[Begin Text section]

In 1985, at age 9, he was tested by Australian psychologist Miraca Gross as part of her longitudinal study of "exceptionally gifted" children. The Stanford-Binet score of approximately 230 was published in her 1992 paper "The early development of three profoundly gifted children of IQ 200," and again in her broader 2003 monograph Exceptionally Gifted Children. This makes Tao's number one of the very few "famous" IQ figures backed by a peer-reviewed psychometric study with full methodology disclosure.

He took university-level mathematics courses at age 9, completed his bachelor's degree at 16, his master's at 17 (Flinders University), and his PhD at 20 (Princeton, under Elias Stein). His dissertation was on harmonic analysis and the Kakeya conjecture, a topic that remained central to his work for the following two decades.

Mathematical contributions

Tao's work spans an unusually broad range of mathematical subjects: harmonic analysis, partial differential equations, additive combinatorics, ergodic theory, analytic number theory, and random matrix theory. His best-known result is the Green-Tao theorem (2004, joint with Ben Green), which proved that the prime numbers contain arbitrarily long arithmetic progressions - resolving a question open since Erdős.

He has also contributed to compressed sensing, the structure theory of approximate groups, and the global regularity of incompressible Navier-Stokes equations. His blog "What's new" is widely read by working mathematicians and includes both research-level expositions and pedagogy. His 2006-2007 lectures on additive combinatorics are a standard reference.

He was awarded the Fields Medal in 2006 (at age 31), the MacArthur Fellowship the same year, the Crafoord Prize in 2012, and the Royal Medal of the Royal Society in 2014. He was elected to the National Academy of Sciences in 2008 and made an Australian citizen-of-the-year in 2007.

The 230 figure in context

Tao's 230 score has the unusual property of being academically published with full methodology, not merely reported in press. Gross's study described the Stanford-Binet administration in detail, including the items, the testing environment, and the conversion calculation. This is rare: most "famous" IQ figures come via biographical anecdote rather than peer-reviewed psychometric documentation.

[End Text section]
[Begin Dataset records]

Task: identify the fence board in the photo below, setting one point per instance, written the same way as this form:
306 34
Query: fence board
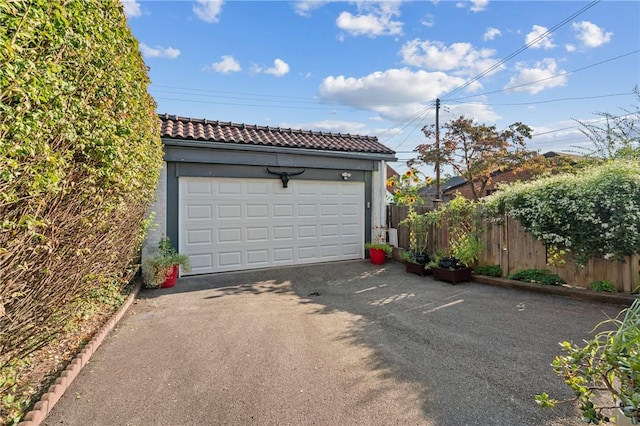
507 244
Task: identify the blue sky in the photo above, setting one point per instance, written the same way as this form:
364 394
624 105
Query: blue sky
375 68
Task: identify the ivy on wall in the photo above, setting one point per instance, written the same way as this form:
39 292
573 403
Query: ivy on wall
80 155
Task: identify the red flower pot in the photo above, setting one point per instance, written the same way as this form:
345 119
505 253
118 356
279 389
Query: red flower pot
378 257
171 277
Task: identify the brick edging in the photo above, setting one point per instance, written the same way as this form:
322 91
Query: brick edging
47 401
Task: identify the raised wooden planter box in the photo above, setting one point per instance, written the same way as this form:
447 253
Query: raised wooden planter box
452 276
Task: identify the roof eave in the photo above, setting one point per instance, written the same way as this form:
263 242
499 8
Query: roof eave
380 156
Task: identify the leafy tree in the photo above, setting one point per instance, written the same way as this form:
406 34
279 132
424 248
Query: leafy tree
618 137
477 151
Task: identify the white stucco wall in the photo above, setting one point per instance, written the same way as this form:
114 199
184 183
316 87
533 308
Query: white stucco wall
158 227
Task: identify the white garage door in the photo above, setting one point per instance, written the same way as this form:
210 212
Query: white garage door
229 224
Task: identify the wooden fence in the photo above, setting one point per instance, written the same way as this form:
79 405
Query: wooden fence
507 244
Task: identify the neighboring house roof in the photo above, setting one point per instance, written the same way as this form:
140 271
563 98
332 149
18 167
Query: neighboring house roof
452 182
184 128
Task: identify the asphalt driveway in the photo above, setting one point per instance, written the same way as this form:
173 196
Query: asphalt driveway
347 343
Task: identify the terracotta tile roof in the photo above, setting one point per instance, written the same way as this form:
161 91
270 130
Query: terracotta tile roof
184 128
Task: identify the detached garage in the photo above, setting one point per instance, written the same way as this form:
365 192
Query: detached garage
236 197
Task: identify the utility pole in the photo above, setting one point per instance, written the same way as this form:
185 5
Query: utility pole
438 194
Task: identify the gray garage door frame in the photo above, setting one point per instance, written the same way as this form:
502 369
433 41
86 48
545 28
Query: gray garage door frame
198 159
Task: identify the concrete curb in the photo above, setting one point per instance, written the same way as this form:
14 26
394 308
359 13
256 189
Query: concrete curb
62 383
576 293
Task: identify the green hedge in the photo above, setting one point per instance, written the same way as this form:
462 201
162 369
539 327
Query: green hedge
80 156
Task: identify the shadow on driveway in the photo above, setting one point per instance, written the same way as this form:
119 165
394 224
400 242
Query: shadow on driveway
337 343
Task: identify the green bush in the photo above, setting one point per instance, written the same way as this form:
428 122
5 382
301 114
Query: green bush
603 286
541 276
594 213
488 270
80 155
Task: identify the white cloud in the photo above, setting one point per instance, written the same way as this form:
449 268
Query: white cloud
330 126
475 5
208 10
479 5
491 34
461 58
590 34
226 65
428 20
159 52
131 8
279 68
304 7
378 21
537 31
394 94
537 78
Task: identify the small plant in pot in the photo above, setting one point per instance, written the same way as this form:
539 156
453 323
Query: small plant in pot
419 226
607 366
459 217
416 262
378 247
161 269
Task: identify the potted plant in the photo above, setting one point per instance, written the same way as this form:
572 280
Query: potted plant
416 263
161 269
378 247
417 257
606 368
459 218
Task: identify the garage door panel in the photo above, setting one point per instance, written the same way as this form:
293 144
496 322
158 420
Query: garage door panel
257 234
283 211
258 189
229 188
283 232
257 223
351 249
283 254
229 211
258 257
201 262
230 259
229 235
199 236
351 230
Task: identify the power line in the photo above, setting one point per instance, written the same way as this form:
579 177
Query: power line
227 93
521 49
547 78
552 100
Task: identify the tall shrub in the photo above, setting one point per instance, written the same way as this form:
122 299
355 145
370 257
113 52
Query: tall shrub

[End Dataset records]

**Given request 1**
Rewrite the text about Terence Tao from "In 1985, at" up to and including "full methodology disclosure.", swapping "psychologist" for "researcher".
**Given request 2**
In the text about Terence Tao, which university granted his master's degree?
**Given request 3**
Take the text about Terence Tao further, picking up after its last sentence.
The rows are separate material and have nothing to do with the text about Terence Tao.

**Output 1**
In 1985, at age 9, he was tested by Australian researcher Miraca Gross as part of her longitudinal study of "exceptionally gifted" children. The Stanford-Binet score of approximately 230 was published in her 1992 paper "The early development of three profoundly gifted children of IQ 200," and again in her broader 2003 monograph Exceptionally Gifted Children. This makes Tao's number one of the very few "famous" IQ figures backed by a peer-reviewed psychometric study with full methodology disclosure.

**Output 2**
Flinders University

**Output 3**
Even so, the same caveats apply that apply to all childhood ratio-IQ scores at the extreme range. The Stanford-Binet ratio-IQ formula produces large numbers for highly precocious children that do not translate to comparable adult deviation-IQ scores. Gross's subjects, including Tao, regress toward the mean in adulthood not because their cognitive ability declines but because the metric changes.

Tao himself has been characteristically modest about the figure. In interviews he has emphasized the role of work, mentorship, and luck in his career, and has noted that "talent" without sustained effort does not produce mathematical contributions. He maintains his blog precisely because he believes mathematical work is more open and collaborative than the lone-genius story suggests.

Public engagement and mentorship

Tao has been notable for his accessibility as a senior mathematician. His blog "What's new" has been continuously active since 2007 and serves as a kind of public laboratory for half-formed ideas, problem statements, and pedagogical posts. He responds to comments from PhD students and amateur mathematicians on a level that is unusual at his career stage.

He has been involved in formal mathematics outreach including Polymath, the collaborative open-mathematics project. The Polymath approach - groups of mathematicians collaborating openly on a problem via blog comments - was conceived by Timothy Gowers but has had several of its most productive projects led by Tao.

He is a co-author of multiple textbooks including Analysis I and Analysis II (Hindustan Book Agency), An Introduction to Measure Theory, and Topics in Random Matrix Theory. The Analysis textbooks are widely used at the upper-undergraduate level and reflect his belief that careful, motivated exposition is part of the discipline.

Personal life and current work

Tao has been at UCLA since 1996, where he is the James and Carol Collins Chair in Mathematics. He lives in Los Angeles with his wife Laura, an electrical engineer he met at Princeton, and their two children. He has Australian citizenship by birth and U.S. citizenship by naturalization.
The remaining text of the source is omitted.